> _Texte fourni_
______
De nombreux laboratoires pharmaceutiques et medtechs ont jeté leur dévolu ces dernières années sur les pépites israéliennes de la santé. Boston Scientific a ainsi racheté l’an passé, pour 1,1 milliard de dollars, Lumenis, spécialisé dans les appareils chirurgicaux, notamment les lasers d’urologie. Sanofi a, lui, signé l’an passé un accord de licence pouvant aller jusqu’à 1 milliard de dollars avec la biotech Biond Biologics sur un traitement d’immunothérapie (cancer). Qare a adopté il y a trois ans les outils de Tyto pour ses téléconsultations. Le record reste détenu par Medtronic, qui a mis la main pour 1,6 milliard de dollars sur Mazor Robotics en 2018.
Au total, 47 entreprises du secteur ont été acquises ces six dernières années, pour un total de 9 milliards de dollars.
L’intérêt des investisseurs étrangers ne s’est pas démenti l’an passé avec 1,9 milliard de dollars levés rien qu’en e-santé (+ 121 %). La palme revient à Viz.ai, devenu en avril une licorne (1,2 milliard de dollars de valorisation) suite à un tour de table de 100 millions de dollars mené par le fonds américain Tiger Global.
L’attrait de la healthtech israélienne s’explique par la diversité du paysage, qui compte plus de 1 700 entreprises, en majorité dans les dispositifs médicaux et l’e-santé. Des domaines où les besoins de l’industrie n’ont jamais été si importants en raison de la hausse des dépenses de santé, des pénuries de personnels et de l’accélération de l’innovation médicale. Dans un pays dix fois plus petit que la France par la taille de sa population, environ 150 entreprises sont créées chaque année dans la santé. Au coeur de leur succès, le positionnement axé sur les data, l’intelligence artificielle et la médecine de précision. Car Israël a fait de la tech le coeur de son économie. Cela s’explique notamment par la place centrale de l’armée dans la formation des élites et la culture entrepreneuriale.
______
Entrées de données enregistrées:

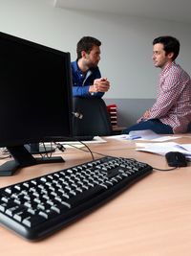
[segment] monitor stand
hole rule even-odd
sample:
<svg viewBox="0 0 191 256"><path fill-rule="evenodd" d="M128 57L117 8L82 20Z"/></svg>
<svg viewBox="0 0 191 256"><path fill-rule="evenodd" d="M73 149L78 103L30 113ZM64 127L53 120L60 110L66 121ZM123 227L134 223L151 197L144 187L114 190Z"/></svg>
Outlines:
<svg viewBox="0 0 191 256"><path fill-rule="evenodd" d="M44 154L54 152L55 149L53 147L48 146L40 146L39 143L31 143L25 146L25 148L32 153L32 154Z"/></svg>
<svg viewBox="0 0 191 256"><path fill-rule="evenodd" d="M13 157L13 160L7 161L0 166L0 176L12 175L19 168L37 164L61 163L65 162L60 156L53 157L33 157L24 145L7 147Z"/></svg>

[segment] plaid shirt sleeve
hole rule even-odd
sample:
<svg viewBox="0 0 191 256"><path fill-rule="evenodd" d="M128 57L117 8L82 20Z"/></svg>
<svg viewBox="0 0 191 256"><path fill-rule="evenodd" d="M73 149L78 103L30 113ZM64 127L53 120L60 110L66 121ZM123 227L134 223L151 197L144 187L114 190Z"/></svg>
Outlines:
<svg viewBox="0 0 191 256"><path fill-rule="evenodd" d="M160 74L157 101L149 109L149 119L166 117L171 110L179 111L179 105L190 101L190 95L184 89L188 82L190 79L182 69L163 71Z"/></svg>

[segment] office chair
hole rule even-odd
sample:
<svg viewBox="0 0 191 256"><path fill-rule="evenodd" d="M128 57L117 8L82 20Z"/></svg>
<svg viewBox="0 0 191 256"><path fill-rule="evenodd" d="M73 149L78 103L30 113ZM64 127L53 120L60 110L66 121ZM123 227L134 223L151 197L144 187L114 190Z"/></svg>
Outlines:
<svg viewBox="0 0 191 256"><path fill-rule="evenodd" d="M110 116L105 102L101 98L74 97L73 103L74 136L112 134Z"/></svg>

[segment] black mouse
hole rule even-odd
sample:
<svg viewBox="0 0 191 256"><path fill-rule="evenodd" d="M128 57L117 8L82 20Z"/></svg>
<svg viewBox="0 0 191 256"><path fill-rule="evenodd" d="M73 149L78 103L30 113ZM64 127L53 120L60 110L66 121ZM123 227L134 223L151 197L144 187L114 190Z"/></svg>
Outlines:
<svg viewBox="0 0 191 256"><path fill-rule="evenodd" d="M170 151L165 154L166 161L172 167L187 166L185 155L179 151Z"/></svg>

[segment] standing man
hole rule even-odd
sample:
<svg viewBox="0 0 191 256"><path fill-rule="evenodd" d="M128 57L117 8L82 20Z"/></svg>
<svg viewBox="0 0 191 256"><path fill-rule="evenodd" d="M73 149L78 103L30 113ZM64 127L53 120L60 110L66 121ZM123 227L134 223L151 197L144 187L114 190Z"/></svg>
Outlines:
______
> _Consignes_
**A)** Répondez à ces questions à partir du texte sur la healthtech israélienne, une réponse par ligne :
(i) Pour quel montant Boston Scientific a-t-il racheté Lumenis ?
(ii) Combien d'entreprises du secteur ont été acquises ces six dernières années ?
(iii) Combien d'entreprises sont créées chaque année dans la santé en Israël ?
**B)** Résumez le texte sur la healthtech israélienne en deux phrases.
**C)** D'après le texte sur la healthtech israélienne, pourquoi ce secteur attire-t-il autant ? Répondez en deux phrases.

> _Réponses_
**A)**
(i) Pour 1,1 milliard de dollars.
(ii) 47 entreprises.
(iii) Environ 150 entreprises.

**B)** Ces dernières années, de nombreux laboratoires pharmaceutiques et medtechs ont acquis des entreprises israéliennes de la santé ou conclu des accords avec elles : 47 entreprises du secteur ont été rachetées en six ans pour 9 milliards de dollars, et l'e-santé a levé 1,9 milliard de dollars l'an passé. Cet attrait tient à la diversité d'un paysage de plus de 1 700 entreprises, positionnées sur les data, l'intelligence artificielle et la médecine de précision, dans un pays qui a fait de la tech le cœur de son économie.

**C)** Le paysage est très diversifié, avec plus de 1 700 entreprises, en majorité dans les dispositifs médicaux et l'e-santé. Or les besoins de l'industrie dans ces domaines n'ont jamais été si importants, en raison de la hausse des dépenses de santé, des pénuries de personnels et de l'accélération de l'innovation médicale.